Starting with the line with "Mark the wooden" in the entries below and going on through the line with "Mark the brass", output every line exactly and nothing more. No pictures.

-------- Data for review --------

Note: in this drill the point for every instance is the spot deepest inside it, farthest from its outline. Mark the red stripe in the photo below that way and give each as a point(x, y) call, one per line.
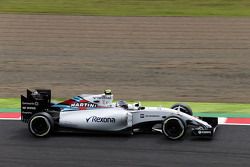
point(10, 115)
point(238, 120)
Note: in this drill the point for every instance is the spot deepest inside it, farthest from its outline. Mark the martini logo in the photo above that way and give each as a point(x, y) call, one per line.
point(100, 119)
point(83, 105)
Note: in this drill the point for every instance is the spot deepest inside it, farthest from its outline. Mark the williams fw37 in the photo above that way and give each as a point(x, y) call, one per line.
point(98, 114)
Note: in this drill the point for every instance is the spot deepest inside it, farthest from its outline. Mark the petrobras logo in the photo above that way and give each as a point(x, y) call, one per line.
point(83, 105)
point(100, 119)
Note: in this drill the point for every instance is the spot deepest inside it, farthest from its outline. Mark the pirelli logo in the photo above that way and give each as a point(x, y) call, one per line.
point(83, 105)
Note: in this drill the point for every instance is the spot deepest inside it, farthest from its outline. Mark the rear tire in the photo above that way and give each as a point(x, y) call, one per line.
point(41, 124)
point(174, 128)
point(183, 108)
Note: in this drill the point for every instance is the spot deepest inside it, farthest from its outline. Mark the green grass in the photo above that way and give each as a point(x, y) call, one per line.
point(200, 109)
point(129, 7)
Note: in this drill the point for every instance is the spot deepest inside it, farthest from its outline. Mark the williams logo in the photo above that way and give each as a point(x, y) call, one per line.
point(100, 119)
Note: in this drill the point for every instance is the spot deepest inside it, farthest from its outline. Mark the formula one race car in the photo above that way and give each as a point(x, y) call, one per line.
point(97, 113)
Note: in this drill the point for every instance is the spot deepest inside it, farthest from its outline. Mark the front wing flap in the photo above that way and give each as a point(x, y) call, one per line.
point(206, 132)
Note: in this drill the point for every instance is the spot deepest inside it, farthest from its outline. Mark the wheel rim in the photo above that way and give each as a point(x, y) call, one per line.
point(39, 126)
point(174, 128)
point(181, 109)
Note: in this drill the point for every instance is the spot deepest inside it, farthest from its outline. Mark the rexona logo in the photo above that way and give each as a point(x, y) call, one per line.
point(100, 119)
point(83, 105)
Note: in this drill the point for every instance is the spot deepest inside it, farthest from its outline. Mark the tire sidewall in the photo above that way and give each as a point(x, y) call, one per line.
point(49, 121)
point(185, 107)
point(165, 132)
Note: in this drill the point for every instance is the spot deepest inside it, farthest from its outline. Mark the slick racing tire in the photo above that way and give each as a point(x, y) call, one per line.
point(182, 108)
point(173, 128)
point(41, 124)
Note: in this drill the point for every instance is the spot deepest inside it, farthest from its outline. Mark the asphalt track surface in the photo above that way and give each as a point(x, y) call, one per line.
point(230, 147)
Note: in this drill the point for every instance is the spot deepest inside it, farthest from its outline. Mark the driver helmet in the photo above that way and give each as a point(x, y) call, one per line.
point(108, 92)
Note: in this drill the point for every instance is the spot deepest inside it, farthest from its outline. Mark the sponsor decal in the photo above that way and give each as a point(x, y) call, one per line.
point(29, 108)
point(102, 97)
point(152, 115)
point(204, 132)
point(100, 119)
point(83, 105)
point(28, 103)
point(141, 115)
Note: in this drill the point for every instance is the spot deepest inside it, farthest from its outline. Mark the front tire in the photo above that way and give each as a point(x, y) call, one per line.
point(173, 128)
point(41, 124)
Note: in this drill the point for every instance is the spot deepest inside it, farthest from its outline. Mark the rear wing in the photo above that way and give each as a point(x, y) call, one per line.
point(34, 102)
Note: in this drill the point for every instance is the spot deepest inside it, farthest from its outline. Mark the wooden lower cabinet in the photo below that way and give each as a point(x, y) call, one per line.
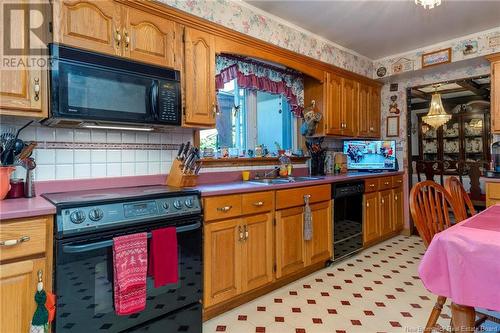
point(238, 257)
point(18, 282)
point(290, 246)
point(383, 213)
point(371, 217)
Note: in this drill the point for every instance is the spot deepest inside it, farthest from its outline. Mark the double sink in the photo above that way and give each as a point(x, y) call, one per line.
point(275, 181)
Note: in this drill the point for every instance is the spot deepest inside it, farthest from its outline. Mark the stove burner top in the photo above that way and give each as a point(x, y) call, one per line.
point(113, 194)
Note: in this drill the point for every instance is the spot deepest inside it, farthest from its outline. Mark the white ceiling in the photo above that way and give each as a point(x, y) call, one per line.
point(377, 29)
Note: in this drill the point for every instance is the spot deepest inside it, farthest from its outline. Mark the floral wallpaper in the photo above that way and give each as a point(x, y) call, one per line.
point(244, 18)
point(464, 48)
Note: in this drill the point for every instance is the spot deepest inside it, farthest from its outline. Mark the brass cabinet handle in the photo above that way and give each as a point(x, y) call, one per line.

--------
-------- Data for review --------

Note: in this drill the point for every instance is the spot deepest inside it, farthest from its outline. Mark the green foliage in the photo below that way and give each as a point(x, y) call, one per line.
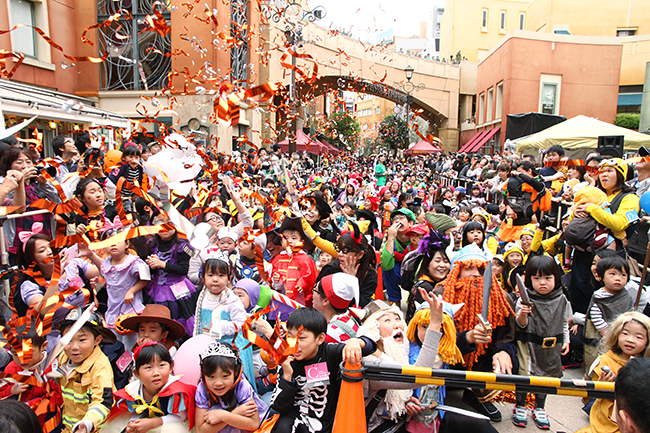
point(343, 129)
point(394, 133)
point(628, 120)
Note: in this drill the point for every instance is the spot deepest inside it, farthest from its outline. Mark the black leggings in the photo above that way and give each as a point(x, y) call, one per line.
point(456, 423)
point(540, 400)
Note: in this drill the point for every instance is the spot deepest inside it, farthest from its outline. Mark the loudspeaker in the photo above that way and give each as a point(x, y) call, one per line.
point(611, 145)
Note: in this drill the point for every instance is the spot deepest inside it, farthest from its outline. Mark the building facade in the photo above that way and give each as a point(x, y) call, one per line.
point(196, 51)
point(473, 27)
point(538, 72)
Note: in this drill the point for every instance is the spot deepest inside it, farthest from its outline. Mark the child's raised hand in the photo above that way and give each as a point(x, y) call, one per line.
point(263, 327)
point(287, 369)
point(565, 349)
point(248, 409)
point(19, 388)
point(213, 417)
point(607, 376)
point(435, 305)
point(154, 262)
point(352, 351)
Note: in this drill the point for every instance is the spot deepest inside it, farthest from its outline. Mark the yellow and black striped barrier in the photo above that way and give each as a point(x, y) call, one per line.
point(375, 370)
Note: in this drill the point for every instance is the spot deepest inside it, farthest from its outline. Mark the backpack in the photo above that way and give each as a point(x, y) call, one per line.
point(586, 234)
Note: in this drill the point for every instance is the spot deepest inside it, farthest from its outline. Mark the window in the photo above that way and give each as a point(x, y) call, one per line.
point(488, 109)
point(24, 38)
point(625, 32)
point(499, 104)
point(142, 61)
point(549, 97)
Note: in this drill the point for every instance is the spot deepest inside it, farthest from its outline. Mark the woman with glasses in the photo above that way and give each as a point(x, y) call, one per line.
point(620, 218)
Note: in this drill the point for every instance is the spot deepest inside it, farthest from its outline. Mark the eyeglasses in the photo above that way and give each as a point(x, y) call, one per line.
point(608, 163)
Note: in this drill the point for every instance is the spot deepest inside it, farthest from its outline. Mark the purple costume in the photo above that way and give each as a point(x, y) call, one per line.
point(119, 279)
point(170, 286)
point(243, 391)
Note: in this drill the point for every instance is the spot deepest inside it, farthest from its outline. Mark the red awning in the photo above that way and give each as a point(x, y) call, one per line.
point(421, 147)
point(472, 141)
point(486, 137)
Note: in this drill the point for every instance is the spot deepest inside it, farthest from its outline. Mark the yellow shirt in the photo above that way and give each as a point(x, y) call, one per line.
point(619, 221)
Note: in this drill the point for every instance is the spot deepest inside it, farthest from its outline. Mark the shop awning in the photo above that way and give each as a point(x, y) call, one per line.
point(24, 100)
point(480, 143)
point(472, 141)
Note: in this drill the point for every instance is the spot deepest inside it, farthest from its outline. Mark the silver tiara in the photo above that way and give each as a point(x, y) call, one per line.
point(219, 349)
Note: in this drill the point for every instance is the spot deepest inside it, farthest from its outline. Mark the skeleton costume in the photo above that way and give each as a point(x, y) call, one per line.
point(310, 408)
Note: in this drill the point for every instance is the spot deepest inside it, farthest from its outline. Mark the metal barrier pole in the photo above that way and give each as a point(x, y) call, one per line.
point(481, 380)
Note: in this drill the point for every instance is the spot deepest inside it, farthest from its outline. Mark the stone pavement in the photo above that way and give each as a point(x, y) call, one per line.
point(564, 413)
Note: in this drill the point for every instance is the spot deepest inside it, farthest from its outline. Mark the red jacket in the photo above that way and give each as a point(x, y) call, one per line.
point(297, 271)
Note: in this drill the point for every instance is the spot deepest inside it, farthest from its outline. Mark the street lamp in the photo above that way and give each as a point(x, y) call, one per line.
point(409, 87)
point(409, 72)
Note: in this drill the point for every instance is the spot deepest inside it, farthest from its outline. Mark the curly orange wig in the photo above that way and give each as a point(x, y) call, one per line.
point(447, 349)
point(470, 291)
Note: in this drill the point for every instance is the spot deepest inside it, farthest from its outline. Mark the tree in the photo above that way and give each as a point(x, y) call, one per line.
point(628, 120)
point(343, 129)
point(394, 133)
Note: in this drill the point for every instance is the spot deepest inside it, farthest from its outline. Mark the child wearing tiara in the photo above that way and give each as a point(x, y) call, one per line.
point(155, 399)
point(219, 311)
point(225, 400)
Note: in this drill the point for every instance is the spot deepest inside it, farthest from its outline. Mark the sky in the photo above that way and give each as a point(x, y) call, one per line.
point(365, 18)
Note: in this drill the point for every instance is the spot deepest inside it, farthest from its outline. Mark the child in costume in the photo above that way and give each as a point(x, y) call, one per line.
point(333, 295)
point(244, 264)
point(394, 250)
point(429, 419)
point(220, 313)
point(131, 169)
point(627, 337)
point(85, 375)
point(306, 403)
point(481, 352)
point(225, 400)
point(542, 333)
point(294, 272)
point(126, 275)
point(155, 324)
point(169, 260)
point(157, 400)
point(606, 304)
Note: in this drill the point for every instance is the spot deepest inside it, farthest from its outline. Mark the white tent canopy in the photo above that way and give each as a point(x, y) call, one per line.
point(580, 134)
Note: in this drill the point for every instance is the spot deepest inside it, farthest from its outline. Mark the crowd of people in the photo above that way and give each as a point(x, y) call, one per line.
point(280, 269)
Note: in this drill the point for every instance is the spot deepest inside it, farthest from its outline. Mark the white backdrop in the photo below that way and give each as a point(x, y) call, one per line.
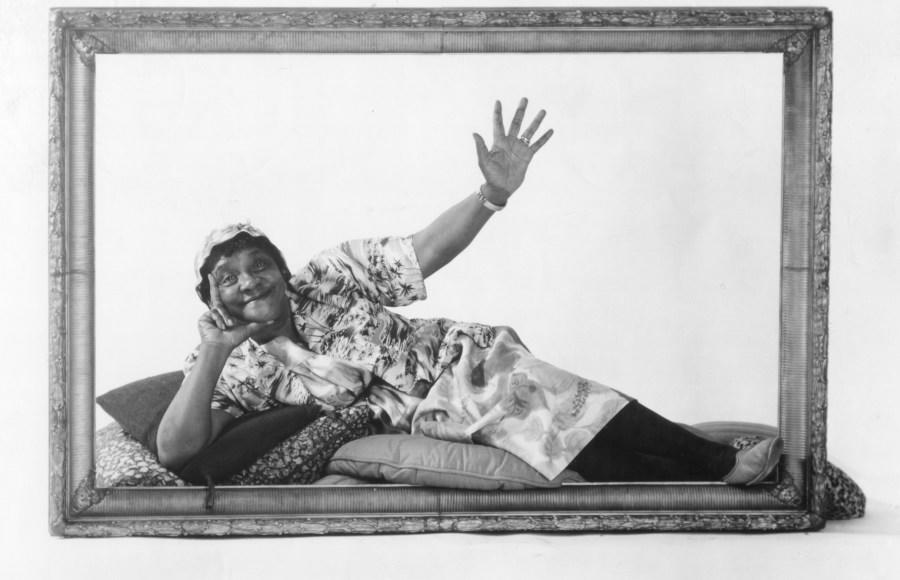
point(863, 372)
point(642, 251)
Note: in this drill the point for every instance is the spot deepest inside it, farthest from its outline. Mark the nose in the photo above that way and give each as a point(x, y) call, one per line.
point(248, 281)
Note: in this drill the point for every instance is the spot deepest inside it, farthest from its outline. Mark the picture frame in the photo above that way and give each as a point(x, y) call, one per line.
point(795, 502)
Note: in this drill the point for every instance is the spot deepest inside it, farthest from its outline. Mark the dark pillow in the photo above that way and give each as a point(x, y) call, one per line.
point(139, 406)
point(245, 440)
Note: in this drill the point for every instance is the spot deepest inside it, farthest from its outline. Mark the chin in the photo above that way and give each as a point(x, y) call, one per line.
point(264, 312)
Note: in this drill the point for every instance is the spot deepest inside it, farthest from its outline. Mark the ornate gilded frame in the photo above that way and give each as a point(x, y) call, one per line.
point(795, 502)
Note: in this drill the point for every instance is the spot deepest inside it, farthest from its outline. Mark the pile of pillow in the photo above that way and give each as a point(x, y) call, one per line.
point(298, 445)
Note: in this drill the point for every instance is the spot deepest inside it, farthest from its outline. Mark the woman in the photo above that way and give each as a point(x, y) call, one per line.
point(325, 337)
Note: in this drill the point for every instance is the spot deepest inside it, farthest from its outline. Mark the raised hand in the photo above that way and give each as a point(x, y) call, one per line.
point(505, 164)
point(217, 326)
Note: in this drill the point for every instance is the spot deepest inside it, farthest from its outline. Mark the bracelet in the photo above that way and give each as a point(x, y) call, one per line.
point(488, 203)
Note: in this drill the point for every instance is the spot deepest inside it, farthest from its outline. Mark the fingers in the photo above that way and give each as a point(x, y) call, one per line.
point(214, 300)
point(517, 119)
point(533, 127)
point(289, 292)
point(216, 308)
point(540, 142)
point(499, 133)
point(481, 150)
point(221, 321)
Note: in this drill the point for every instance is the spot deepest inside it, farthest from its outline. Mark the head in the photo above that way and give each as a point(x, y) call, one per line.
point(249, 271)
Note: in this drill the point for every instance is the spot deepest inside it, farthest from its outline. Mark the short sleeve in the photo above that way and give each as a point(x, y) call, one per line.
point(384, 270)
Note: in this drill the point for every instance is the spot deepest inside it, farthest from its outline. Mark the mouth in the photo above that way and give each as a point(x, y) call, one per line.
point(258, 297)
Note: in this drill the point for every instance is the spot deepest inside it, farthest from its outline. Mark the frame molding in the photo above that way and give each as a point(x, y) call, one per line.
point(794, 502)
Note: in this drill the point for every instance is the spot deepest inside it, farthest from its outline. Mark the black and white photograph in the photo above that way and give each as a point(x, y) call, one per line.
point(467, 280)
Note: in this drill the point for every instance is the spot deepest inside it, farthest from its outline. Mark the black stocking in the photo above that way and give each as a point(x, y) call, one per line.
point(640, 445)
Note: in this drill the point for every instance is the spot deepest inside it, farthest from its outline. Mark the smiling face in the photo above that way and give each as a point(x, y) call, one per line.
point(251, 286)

--------
-------- Data for review --------

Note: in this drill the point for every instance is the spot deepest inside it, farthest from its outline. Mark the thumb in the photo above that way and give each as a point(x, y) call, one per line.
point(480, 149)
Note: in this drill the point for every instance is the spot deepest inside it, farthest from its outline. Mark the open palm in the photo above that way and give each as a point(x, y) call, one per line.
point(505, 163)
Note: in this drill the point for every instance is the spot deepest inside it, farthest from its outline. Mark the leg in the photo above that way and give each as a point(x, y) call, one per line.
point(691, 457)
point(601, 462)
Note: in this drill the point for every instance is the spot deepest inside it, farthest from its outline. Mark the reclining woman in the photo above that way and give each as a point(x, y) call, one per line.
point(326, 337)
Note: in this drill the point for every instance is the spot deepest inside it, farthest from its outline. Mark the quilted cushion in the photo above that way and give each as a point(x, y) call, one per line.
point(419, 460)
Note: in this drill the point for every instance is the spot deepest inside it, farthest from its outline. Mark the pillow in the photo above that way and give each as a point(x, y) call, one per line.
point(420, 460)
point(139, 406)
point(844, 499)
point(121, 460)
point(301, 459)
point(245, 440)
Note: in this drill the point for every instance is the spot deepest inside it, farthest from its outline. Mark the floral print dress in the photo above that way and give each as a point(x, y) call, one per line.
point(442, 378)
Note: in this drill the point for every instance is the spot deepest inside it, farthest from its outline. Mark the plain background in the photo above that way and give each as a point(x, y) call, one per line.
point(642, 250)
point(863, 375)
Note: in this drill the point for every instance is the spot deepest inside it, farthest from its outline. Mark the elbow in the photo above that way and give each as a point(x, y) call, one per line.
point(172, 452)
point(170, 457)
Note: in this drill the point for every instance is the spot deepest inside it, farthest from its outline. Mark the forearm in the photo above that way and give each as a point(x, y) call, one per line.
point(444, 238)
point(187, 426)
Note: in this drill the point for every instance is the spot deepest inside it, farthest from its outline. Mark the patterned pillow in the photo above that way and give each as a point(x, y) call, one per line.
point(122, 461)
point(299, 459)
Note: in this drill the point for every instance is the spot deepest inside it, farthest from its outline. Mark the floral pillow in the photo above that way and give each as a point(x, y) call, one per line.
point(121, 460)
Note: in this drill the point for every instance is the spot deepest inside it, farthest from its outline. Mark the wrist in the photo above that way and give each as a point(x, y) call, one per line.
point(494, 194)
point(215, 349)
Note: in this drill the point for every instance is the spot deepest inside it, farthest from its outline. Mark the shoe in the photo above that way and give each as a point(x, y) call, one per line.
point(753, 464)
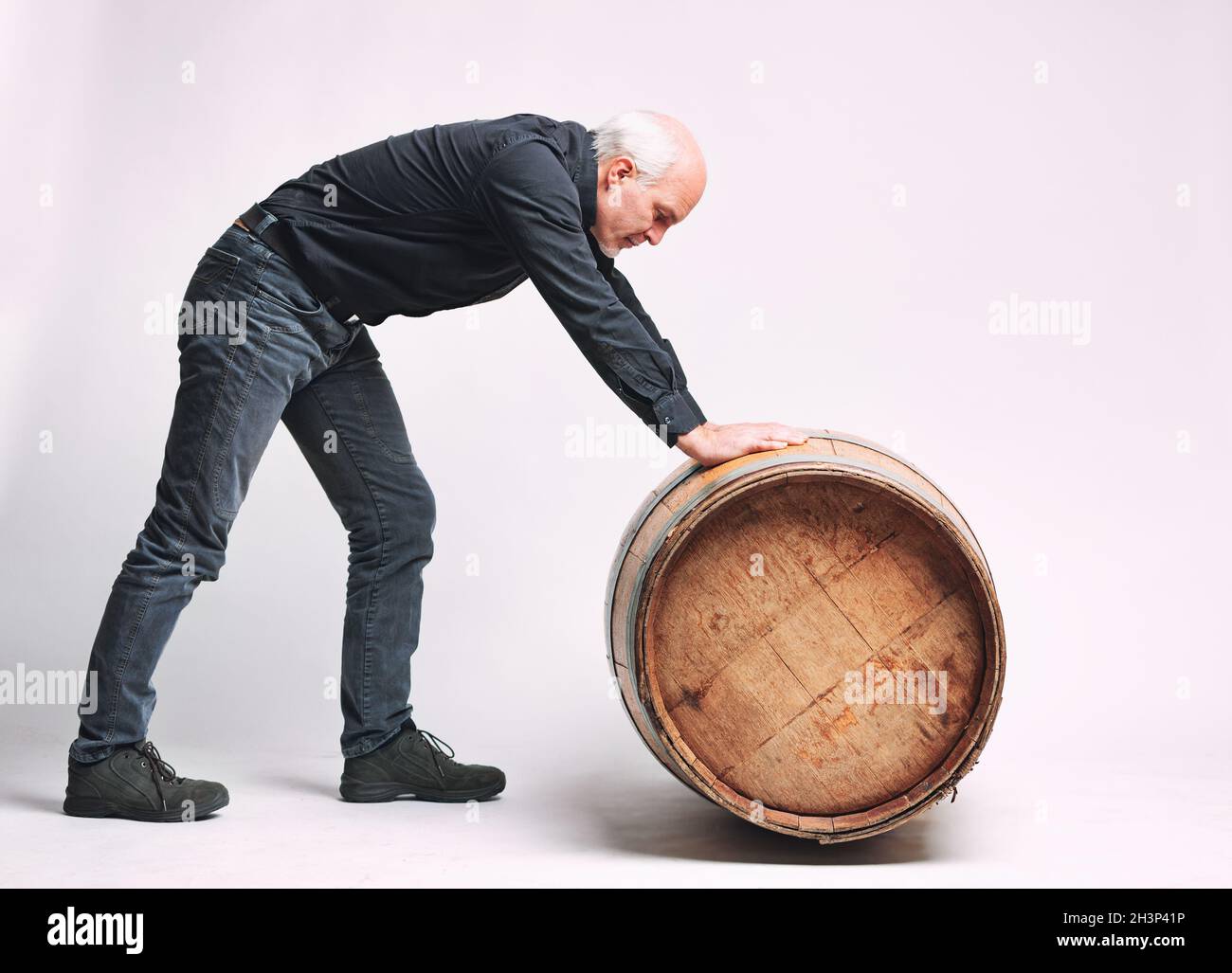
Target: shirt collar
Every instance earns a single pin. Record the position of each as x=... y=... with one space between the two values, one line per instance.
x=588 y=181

--------

- [Answer section]
Note: in this drill the point for every instance is the spot deepest inside it, farthest from its outline. Mark the wooden lower cabinet in the photo below that way and give each as a point(x, y) call, one per line.
point(238, 257)
point(18, 282)
point(290, 246)
point(383, 213)
point(371, 217)
Note: in this drill the point for every instance is the spot deepest inside it, farthest from its outline. Mark the double sink in the photo above that way and give each as a point(x, y) call, one per line.
point(275, 181)
Note: in this drill the point for every instance is the spot deepest inside it, farthest from its outline. Mark the stove burner top in the photo above that way and give each as a point(x, y) call, one per line.
point(113, 194)
Note: in this drill the point for every instance is the spot deepest inside it, farthest from its outline. Mark the white ceiling in the photo above that way and give each as a point(x, y) call, one per line.
point(377, 29)
Note: in this drill the point for every instance is the spot deepest inside it, farthest from its outline. Mark the floral wallpaper in the photo above that way and give each as a point(x, y) call, one per line.
point(244, 18)
point(464, 48)
Note: in this drill the point for every instance is the spot deepest inside it, farthest from its outline. Mark the brass cabinet handle in the photo above that way and give each as a point(x, y) call, one per line.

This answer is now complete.